§ Excerpt provided

──────────────────────────────

HOW KHALSA AID INSPIRES PEOPLE TO GIVE
Khalsa Aid India works on the principle “Recognize the whole human race as one, to serve humanity”. When the Sikhs were at war with the Mughals, Bhai Ghanaiyaji (a disciple of Sikh guru Tegh Bahadur) provided water and first aid to both Sikh and Muslim victims.
A bunch of volunteers – Amarpreet Singh, Gurpreet Singh, Nazia Kamboj, Inderjeet Singh and Kulbeer Singh; have very earnestly been serving tea to the protesters at Jamia Millia Islamia and India Gate during the entire span of the CAA protests. 29-year-old Amarpreet, is the director of a charitable trust named Khalsa Aid India.
Seeking inspiration from Bhai Ghanaiyaji, Amarpreet and his team serve people irrespective of caste, class, religion or gender. It is this very sentiment that prompted them to help the students of Jamia Millia Islamia. At a time when student protests are being politicized, volunteers of Khalsa Aid India are striving to help humankind, “irrespective of their tags”.

──────────────────────────────

§ Data under study
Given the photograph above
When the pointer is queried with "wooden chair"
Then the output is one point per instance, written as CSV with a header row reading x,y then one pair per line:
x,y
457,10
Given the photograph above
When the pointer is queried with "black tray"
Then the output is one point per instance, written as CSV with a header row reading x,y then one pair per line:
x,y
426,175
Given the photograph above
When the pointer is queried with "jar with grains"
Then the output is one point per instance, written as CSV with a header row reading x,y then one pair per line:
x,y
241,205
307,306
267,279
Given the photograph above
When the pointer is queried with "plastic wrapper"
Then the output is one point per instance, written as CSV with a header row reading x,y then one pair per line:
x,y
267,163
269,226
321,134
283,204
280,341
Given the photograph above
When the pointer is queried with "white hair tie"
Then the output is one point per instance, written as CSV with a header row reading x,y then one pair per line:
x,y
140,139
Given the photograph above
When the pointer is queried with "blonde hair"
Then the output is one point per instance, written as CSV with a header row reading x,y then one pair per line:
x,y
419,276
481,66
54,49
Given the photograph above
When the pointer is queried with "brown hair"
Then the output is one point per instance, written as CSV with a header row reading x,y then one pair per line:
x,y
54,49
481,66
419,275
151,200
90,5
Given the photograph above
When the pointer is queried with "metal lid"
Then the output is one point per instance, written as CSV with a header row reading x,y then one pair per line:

──────────────────────────────

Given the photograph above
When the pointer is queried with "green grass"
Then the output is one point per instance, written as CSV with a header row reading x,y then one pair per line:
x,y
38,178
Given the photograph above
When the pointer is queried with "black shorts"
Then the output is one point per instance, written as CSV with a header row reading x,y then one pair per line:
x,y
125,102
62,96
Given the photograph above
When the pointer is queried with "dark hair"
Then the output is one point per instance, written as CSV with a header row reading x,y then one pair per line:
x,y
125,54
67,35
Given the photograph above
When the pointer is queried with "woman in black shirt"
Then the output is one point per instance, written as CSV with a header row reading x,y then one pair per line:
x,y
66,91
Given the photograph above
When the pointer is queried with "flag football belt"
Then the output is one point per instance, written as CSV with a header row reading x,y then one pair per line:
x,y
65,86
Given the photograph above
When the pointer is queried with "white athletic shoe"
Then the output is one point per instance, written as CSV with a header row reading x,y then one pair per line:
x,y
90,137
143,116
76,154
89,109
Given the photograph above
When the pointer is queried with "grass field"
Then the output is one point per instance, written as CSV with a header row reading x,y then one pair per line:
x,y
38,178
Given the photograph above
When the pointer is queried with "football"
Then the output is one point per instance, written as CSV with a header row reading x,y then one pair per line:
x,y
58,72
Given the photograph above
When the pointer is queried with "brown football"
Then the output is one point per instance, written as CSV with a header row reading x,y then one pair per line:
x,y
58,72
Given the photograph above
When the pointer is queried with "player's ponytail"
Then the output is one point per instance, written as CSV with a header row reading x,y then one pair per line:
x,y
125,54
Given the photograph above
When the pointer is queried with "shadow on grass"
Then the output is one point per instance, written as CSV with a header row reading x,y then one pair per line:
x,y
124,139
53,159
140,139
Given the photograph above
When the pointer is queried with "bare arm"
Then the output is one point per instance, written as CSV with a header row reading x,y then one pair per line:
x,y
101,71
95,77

──────────────────────────────

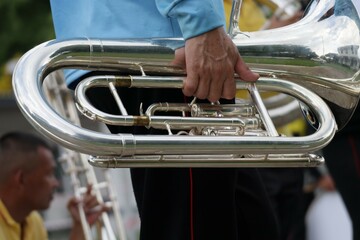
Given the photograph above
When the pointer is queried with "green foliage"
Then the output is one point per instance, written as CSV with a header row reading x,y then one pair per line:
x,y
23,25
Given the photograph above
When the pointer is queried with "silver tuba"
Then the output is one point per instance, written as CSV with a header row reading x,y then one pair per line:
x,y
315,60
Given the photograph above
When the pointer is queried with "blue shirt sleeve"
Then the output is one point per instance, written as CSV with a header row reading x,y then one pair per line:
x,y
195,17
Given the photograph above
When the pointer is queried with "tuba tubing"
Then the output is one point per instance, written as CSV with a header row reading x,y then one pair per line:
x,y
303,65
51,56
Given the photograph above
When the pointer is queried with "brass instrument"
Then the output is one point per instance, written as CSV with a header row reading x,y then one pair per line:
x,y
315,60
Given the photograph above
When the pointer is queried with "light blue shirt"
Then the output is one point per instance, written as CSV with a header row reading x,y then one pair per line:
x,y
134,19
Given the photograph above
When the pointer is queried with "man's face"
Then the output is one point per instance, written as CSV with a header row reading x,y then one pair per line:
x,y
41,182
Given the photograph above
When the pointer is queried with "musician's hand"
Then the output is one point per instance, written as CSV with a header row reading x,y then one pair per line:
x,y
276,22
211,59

──────────────────────────────

§ To do
A: In the text about Khalsa Aid, who is the director of Khalsa Aid India?
B: Resume the text about Khalsa Aid from the point where it stops.

§ Activity answers
A: Amarpreet Singh, who is 29 years old.

B:
When Amarpreet Singh learnt the students had not had any food or water, he decided to offer help by bringing water bottles and cups of tea. Gradually, students started gathering in large numbers to protest against the Citizenship (Amendment) Act. By afternoon, Singh had served tea to at least 2,000 students.
But Amarpreet admits that during such times, it is very difficult to deliver aid without being labelled. Amarpreet, whose team has about 23,000 volunteers, often get labelled as anti-nationals for supporting and assisting people irrespective of caste or religion.
They served water to protesting farmers during the long march in Maharashtra last year. They sent essential packs such as tarpaulin sheets, mosquito nets, medical kits and clothing during the Kerala floods. Renovated three schools. When Kashmiri students were attacked, Amarpreet’s team arranged buses and vans to get 600 Kashmiri students to Punjab first, and then sent them to Kashmir under the protection of Punjab police. Khalsa Aid India also undertake long term rehabilitation projects, requiring heavy investment.
Going by their strong ability and good will, they often receive more than what is needed for a worthy cause. For instance, Khalsa Aid India’s budget for the Punjab floods this year was ₹1.5 crore but they received ₹18 crore.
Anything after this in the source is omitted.